**Apply what you read**
(a) What uptime does the VPS review thread report for the last 12 weeks?
(b) Retype the part of the VPS review thread that starts with "I have opened" and continues through "vps) is 100%.".
(c) Name every city mentioned in the VPS review thread.

**Page extract**
══════════════════════════════

I have opened 2 support tickets since March. All get polite answers within minutes. If I look to them:


Problem with iptables (parameter not working). They told me that this parameter is not supported in OpenVZ and explained me how to do a work around for my problem.
Second problem was an announced restart of the node where my vps was not started. They told me why and that this will not happen again.
Support is really fast and polite.

*Overall experience:*

I am a really happy customer. My mail server is running without any problems. I did not have to open a single ticket to get the vps running. Fuse was activated by default, rDNS is working in SolusVM.
The VPS is stable as rock. Uptime for the last 12 weeks (since I monitor my vps) is 100%.

The network is fast, 112ms ping to Europe, routing from Esnet right into Level3 (routing through Paris and not through London). Since March this vps is my primary OpenVPN tunnel.


----------



## texteditor (May 19, 2013)

I have one in their new Denver locations, and it's a toss-up between that and my FlipHost in Texas? for lowest latency to my location (northern Keentucky/southern Indiana)

I think I paid $15 for mine with 2x IPs, probably one of my favorite acquisitions so far


----------



## drmike (May 19, 2013)

Love these annual deals.  SecureDragon has those tiny RAM offers too priced less.

══════════════════════════════

(Stored items)

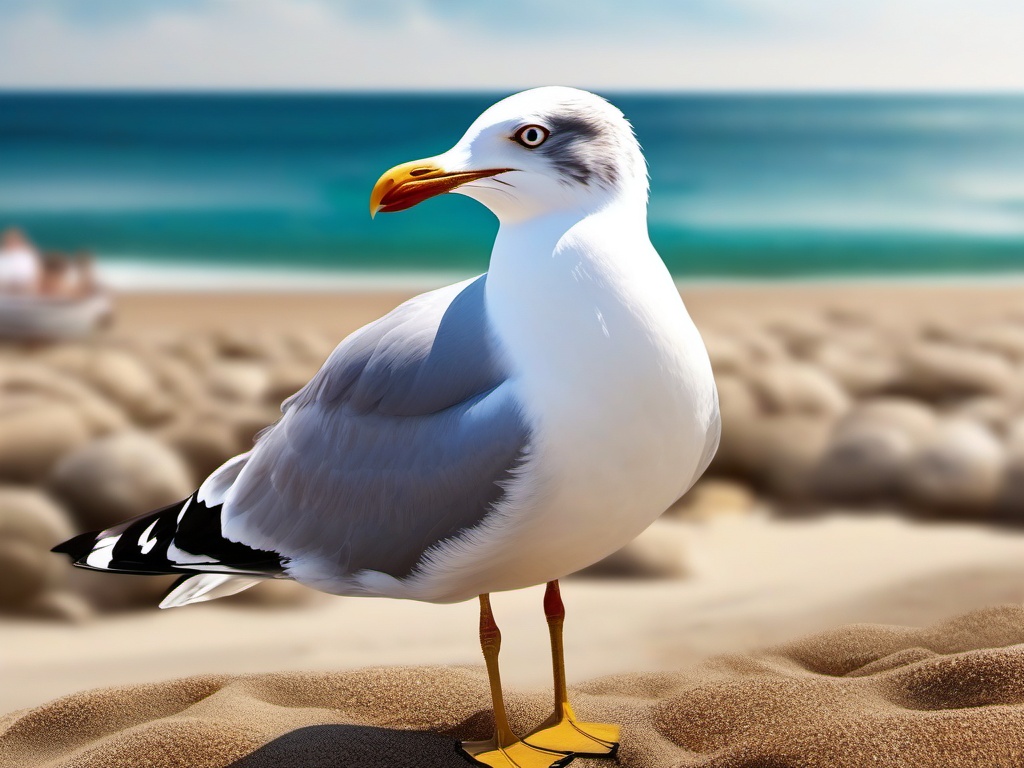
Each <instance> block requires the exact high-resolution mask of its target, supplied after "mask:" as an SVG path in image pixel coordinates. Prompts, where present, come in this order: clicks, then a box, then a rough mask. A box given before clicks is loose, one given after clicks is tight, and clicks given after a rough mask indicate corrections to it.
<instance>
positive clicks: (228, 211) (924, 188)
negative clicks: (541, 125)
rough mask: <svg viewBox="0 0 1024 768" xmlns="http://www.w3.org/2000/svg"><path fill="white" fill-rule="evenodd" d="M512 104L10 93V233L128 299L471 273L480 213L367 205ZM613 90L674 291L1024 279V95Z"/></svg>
mask: <svg viewBox="0 0 1024 768" xmlns="http://www.w3.org/2000/svg"><path fill="white" fill-rule="evenodd" d="M501 95H502V94H486V93H483V94H451V93H447V94H370V95H356V94H301V95H298V94H296V95H284V94H279V95H269V94H257V95H253V94H203V95H186V94H88V95H85V94H79V95H71V94H13V93H7V94H0V227H3V226H7V225H18V226H22V227H24V228H25V229H26V230H28V232H29V233H30V234H31V236H32V237H33V238H34V239H35V240H36V241H37V242H38V243H39V244H40V245H41V246H42V247H43V248H44V249H46V250H89V251H92V252H94V253H95V254H96V255H97V257H98V259H99V260H100V262H101V265H102V268H103V270H104V273H106V274H114V275H119V280H120V282H121V283H124V284H127V285H129V286H132V285H141V284H146V283H147V281H148V283H151V284H153V283H155V284H160V283H161V282H162V281H174V280H176V281H177V282H178V283H182V284H189V282H191V283H203V282H208V283H217V284H221V283H224V284H229V283H231V282H232V281H237V280H242V279H243V278H244V276H245V275H248V276H247V278H246V279H249V280H256V281H257V282H258V278H259V275H267V274H270V275H274V274H276V275H284V274H285V273H286V272H287V273H288V274H289V275H290V276H291V278H292V279H295V275H307V276H308V278H309V280H311V281H312V282H313V283H316V282H317V281H319V280H323V279H326V278H331V279H338V280H342V281H343V280H345V279H346V276H347V278H351V279H353V280H370V281H371V282H373V281H374V280H377V279H380V280H384V281H386V280H391V279H394V280H400V279H401V278H402V275H421V276H424V275H425V276H426V278H427V279H428V280H429V279H430V278H431V275H433V276H434V278H439V276H440V275H455V274H471V273H474V272H477V271H481V270H482V269H484V268H485V265H486V260H487V255H488V251H489V246H490V242H492V239H493V237H494V232H495V230H496V228H497V222H496V221H495V219H494V218H493V216H492V215H490V214H489V213H488V212H487V211H486V210H484V209H483V208H482V207H480V206H479V205H478V204H476V203H474V202H473V201H470V200H468V199H465V198H460V197H457V196H445V197H443V198H439V199H436V200H432V201H430V202H429V203H427V204H425V205H422V206H420V207H418V208H415V209H412V210H410V211H407V212H403V213H401V214H397V215H389V216H378V217H377V219H375V220H371V219H370V216H369V213H368V205H367V204H368V199H369V195H370V189H371V187H372V186H373V184H374V181H376V179H377V178H378V176H379V175H380V174H381V173H382V172H383V171H384V170H386V169H387V168H389V167H391V166H392V165H395V164H397V163H399V162H404V161H407V160H413V159H416V158H420V157H425V156H430V155H433V154H436V153H439V152H442V151H444V150H446V148H447V147H449V146H451V145H452V144H453V143H454V142H455V141H456V140H457V139H458V138H459V136H461V135H462V132H463V131H464V130H465V128H466V127H467V126H468V125H469V123H470V122H471V121H472V120H473V119H474V118H475V117H476V116H477V115H478V114H479V113H480V112H481V111H482V110H483V109H484V108H486V106H487V105H488V104H489V103H492V102H493V101H495V100H496V99H497V98H498V97H500V96H501ZM606 95H608V97H609V98H610V99H611V100H612V101H613V102H614V103H616V104H617V105H618V106H620V108H621V109H622V110H623V111H624V112H625V113H626V115H627V117H629V118H630V120H631V121H632V122H633V125H634V127H635V129H636V132H637V135H638V137H639V139H640V142H641V143H642V144H643V147H644V151H645V154H646V156H647V160H648V163H649V165H650V177H651V200H650V233H651V239H652V241H653V243H654V245H655V246H656V247H657V249H658V251H659V252H660V254H662V255H663V257H664V258H665V260H666V262H667V264H668V265H669V267H670V269H671V270H672V272H673V273H674V274H675V275H677V278H679V279H681V280H686V279H725V280H746V279H792V278H820V276H846V275H860V276H866V275H871V276H901V275H913V276H918V275H928V276H942V275H950V274H956V275H961V274H973V275H991V274H1001V273H1006V272H1024V97H1015V96H948V97H947V96H941V97H940V96H774V95H763V96H761V95H708V96H705V95H639V94H615V93H611V94H606ZM254 275H255V276H254ZM300 282H301V280H300Z"/></svg>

══════════════════════════════

**Exercise answers**
(a) 100%

(b)
I have opened 2 support tickets since March. All get polite answers within minutes. If I look to them:


Problem with iptables (parameter not working). They told me that this parameter is not supported in OpenVZ and explained me how to do a work around for my problem.
Second problem was an announced restart of the node where my vps was not started. They told me why and that this will not happen again.
Support is really fast and polite.

*Overall experience:*

I am a really happy customer. My mail server is running without any problems. I did not have to open a single ticket to get the vps running. Fuse was activated by default, rDNS is working in SolusVM.
The VPS is stable as rock. Uptime for the last 12 weeks (since I monitor my vps) is 100%.

(c) Paris, London, Denver